JOB – In all the entries below, replace "mask" with "outline" and leave the rest of the text as it is. Leave the pictures out of your answer.

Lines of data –
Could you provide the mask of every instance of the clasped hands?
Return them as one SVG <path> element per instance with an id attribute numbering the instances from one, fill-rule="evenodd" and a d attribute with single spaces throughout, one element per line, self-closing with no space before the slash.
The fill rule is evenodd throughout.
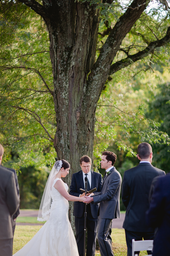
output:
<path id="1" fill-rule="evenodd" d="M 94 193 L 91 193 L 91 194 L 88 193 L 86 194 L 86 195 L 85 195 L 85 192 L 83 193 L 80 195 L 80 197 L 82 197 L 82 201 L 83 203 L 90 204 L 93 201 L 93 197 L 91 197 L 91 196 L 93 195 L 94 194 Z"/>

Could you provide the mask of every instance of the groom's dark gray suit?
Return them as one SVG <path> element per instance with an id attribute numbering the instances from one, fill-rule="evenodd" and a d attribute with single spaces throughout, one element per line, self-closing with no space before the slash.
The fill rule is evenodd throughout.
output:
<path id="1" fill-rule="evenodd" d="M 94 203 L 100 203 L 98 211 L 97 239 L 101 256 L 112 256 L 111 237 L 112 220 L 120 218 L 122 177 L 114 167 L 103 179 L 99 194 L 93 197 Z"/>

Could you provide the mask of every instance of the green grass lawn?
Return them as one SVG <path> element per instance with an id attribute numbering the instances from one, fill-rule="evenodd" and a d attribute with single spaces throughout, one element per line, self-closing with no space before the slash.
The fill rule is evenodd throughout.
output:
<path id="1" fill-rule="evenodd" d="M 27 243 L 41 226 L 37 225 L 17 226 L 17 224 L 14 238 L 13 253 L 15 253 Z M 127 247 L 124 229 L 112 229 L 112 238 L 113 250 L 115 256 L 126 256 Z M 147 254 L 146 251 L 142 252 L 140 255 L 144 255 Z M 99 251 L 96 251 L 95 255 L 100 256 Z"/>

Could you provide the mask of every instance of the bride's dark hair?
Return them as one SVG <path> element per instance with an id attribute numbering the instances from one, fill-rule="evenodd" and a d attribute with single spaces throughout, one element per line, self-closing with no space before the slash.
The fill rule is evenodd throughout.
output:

ANSWER FOR THIS EXERCISE –
Could you provide the outline of every instance of the clasped hands?
Return them as one SVG <path> element per instance with an id attribute numbering the instances from one, fill-rule="evenodd" and a d attribute with single spaces throughout, one element per line, self-closing with no space before the slash.
The fill rule is evenodd throughout.
output:
<path id="1" fill-rule="evenodd" d="M 94 193 L 91 193 L 91 194 L 88 193 L 86 194 L 86 195 L 85 195 L 85 192 L 83 193 L 80 195 L 80 197 L 82 197 L 82 201 L 83 203 L 90 204 L 93 201 L 93 197 L 91 197 L 91 196 L 93 195 L 94 194 Z"/>

Could you provide the outline of every instance of the groom's dark gray suit?
Return them as one SVG <path> element per instance with an id attribute numbering the instances from one, fill-rule="evenodd" and a d attribute with single spaces throughout, one element per line, self-closing with no space before the slash.
The fill rule is evenodd throughout.
output:
<path id="1" fill-rule="evenodd" d="M 94 203 L 100 203 L 98 211 L 97 239 L 101 256 L 112 256 L 111 237 L 112 220 L 120 218 L 122 177 L 114 167 L 103 179 L 99 194 L 93 197 Z"/>

Could you provide the outline of every instance of the green grass lawn?
Return them as one SVG <path> element per instance with an id attribute numbering the instances from one, fill-rule="evenodd" and a d attribute with single spaces throughout, one element per line, self-closing with no space before the slash.
The fill rule is evenodd throughout.
output:
<path id="1" fill-rule="evenodd" d="M 27 243 L 41 226 L 37 225 L 17 226 L 17 224 L 14 238 L 13 253 L 15 253 Z M 127 247 L 124 229 L 112 229 L 112 238 L 113 250 L 115 256 L 126 256 Z M 147 254 L 146 251 L 142 252 L 140 255 L 144 255 Z M 99 251 L 96 251 L 95 255 L 100 256 Z"/>

Could you provide the outline of every instance of the bride's dark hair?
Return them as one SVG <path> element per instance with an id attribute numbering the instances from one, fill-rule="evenodd" and a d attribute with single spaces throughout, one element per line, self-closing with no space before the slash.
The fill rule is evenodd throughout.
output:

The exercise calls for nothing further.